<<<<

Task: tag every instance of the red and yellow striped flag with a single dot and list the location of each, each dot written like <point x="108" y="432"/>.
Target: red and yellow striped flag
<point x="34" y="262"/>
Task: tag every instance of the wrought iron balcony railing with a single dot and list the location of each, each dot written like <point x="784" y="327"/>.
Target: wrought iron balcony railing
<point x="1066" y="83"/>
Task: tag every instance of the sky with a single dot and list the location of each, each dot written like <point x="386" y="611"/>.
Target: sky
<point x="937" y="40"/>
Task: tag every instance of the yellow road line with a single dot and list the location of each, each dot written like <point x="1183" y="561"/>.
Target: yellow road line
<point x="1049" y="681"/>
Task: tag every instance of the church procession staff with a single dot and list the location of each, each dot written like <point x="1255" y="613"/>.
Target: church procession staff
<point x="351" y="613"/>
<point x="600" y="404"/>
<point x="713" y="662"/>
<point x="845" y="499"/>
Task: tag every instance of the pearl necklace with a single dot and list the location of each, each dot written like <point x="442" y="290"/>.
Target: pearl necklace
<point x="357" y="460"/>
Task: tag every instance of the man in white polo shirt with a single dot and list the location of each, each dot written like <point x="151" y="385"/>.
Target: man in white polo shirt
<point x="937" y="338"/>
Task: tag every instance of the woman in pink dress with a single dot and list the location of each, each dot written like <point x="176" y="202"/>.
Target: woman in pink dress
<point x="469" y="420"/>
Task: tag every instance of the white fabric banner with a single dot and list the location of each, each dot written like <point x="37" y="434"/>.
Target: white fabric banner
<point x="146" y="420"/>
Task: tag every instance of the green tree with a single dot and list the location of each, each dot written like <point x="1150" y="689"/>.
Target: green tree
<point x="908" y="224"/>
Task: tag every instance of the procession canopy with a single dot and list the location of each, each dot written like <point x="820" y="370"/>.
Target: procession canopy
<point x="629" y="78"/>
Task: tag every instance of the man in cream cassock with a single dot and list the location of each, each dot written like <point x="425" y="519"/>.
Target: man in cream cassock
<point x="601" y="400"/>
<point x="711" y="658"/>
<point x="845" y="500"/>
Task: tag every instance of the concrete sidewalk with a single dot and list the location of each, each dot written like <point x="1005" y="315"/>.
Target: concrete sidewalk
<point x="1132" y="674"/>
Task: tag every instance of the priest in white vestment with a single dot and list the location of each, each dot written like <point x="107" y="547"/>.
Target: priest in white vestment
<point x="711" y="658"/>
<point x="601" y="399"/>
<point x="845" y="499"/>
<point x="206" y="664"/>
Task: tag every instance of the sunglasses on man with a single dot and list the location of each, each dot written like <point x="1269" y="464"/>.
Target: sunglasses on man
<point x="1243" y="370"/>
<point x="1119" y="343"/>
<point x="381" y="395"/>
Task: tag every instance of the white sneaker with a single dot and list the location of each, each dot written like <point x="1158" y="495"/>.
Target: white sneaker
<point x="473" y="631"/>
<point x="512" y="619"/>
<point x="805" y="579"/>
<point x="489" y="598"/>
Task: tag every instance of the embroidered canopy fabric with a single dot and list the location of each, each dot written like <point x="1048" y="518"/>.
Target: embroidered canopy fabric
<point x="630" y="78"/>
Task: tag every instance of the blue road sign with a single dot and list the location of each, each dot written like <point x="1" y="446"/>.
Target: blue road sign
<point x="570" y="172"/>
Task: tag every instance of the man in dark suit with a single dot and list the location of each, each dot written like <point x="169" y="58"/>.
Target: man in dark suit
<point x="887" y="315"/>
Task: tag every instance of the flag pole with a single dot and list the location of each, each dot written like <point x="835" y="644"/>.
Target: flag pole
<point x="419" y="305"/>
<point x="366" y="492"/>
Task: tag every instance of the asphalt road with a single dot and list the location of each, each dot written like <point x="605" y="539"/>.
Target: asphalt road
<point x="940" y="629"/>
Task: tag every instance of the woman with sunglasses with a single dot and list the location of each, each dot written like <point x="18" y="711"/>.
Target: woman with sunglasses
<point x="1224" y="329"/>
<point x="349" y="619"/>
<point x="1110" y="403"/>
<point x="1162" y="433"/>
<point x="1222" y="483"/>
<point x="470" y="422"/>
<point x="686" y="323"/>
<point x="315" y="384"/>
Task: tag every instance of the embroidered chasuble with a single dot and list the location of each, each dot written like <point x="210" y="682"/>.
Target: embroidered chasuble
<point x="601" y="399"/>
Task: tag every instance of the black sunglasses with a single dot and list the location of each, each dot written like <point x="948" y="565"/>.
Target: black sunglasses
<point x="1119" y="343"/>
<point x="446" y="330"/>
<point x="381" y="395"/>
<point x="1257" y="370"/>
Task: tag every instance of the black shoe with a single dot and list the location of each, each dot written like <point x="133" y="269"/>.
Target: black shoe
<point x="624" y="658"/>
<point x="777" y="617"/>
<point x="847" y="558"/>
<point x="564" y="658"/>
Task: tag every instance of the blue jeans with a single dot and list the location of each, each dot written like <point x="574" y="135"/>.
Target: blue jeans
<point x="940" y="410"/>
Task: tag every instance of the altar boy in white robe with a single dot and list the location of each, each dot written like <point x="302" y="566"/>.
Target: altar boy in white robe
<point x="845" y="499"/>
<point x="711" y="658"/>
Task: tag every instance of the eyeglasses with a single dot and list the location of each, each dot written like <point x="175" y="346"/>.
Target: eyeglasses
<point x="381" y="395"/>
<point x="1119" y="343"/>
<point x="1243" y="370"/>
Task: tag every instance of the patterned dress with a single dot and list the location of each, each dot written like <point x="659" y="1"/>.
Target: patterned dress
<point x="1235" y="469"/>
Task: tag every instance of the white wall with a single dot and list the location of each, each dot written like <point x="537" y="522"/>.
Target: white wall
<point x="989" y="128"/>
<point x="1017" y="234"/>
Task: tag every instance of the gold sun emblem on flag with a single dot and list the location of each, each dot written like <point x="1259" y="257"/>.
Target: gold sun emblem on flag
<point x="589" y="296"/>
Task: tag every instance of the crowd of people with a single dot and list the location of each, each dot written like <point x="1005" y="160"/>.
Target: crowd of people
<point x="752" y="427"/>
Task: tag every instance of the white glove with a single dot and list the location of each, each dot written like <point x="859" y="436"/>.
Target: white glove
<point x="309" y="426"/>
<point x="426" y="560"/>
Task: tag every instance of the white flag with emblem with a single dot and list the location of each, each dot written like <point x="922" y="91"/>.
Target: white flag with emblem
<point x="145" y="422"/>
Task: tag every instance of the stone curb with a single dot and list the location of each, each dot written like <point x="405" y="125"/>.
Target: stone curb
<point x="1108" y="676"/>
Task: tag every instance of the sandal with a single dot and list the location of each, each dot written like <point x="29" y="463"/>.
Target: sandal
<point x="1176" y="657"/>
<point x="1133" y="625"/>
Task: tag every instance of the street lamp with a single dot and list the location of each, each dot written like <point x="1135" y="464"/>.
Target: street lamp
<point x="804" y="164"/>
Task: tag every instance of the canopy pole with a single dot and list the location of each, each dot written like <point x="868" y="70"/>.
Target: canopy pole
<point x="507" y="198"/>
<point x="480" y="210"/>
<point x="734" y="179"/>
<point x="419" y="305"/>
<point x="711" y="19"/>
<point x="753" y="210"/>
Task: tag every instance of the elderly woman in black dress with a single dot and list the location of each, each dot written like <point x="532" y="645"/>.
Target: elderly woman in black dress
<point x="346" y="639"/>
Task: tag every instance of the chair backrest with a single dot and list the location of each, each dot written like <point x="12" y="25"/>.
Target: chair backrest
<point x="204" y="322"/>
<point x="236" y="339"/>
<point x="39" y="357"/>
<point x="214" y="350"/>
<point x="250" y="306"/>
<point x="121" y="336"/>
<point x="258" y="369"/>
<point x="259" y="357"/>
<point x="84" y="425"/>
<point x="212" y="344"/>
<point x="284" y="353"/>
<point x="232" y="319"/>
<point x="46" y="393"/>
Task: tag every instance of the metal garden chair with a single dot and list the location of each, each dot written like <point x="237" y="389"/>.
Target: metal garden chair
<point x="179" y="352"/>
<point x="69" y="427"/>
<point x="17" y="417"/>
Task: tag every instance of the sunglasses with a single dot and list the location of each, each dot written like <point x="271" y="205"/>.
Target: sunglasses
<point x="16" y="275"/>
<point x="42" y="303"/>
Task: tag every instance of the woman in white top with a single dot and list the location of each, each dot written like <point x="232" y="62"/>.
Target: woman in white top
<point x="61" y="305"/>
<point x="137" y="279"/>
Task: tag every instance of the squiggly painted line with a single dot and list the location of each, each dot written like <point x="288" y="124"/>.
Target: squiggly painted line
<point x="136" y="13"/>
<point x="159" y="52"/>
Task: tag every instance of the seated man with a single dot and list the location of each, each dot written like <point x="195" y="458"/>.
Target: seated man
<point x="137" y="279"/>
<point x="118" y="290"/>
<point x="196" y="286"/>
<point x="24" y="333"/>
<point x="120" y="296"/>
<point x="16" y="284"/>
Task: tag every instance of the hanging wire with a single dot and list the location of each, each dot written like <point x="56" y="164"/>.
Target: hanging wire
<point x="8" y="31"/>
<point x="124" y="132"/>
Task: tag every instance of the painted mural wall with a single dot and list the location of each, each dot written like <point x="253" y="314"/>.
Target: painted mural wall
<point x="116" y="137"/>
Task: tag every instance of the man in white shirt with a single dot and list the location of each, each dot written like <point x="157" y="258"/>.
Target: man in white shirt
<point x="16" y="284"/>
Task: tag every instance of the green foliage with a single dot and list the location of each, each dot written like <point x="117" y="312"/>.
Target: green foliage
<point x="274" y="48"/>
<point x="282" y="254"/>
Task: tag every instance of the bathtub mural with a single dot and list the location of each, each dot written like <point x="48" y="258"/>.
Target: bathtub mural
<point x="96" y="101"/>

>>>>

**Task item:** In the records above, find the line with "Task: tag every instance of the asphalt"; write out exactly that line and each one after it, stopping after the line with "Task: tag every instance of the black sunglasses".

**Expected output:**
Task: tag every instance of the asphalt road with a single dot and list the location of each, each dot written like <point x="605" y="539"/>.
Target: asphalt road
<point x="940" y="629"/>
Task: tag every instance of the woman with sunglasses with a single dot and list the location of each, each dot written like <point x="18" y="711"/>.
Target: woman with sunglasses
<point x="1224" y="329"/>
<point x="349" y="619"/>
<point x="1110" y="403"/>
<point x="1162" y="433"/>
<point x="1222" y="483"/>
<point x="470" y="422"/>
<point x="686" y="323"/>
<point x="315" y="384"/>
Task: tag every instance of the embroidered chasuble with a single dot and list the location of each, each dot written like <point x="210" y="682"/>.
Target: embroidered chasuble
<point x="601" y="399"/>
Task: tag every instance of the black sunglasses with a single dot and list the location of each, each dot written like <point x="948" y="565"/>.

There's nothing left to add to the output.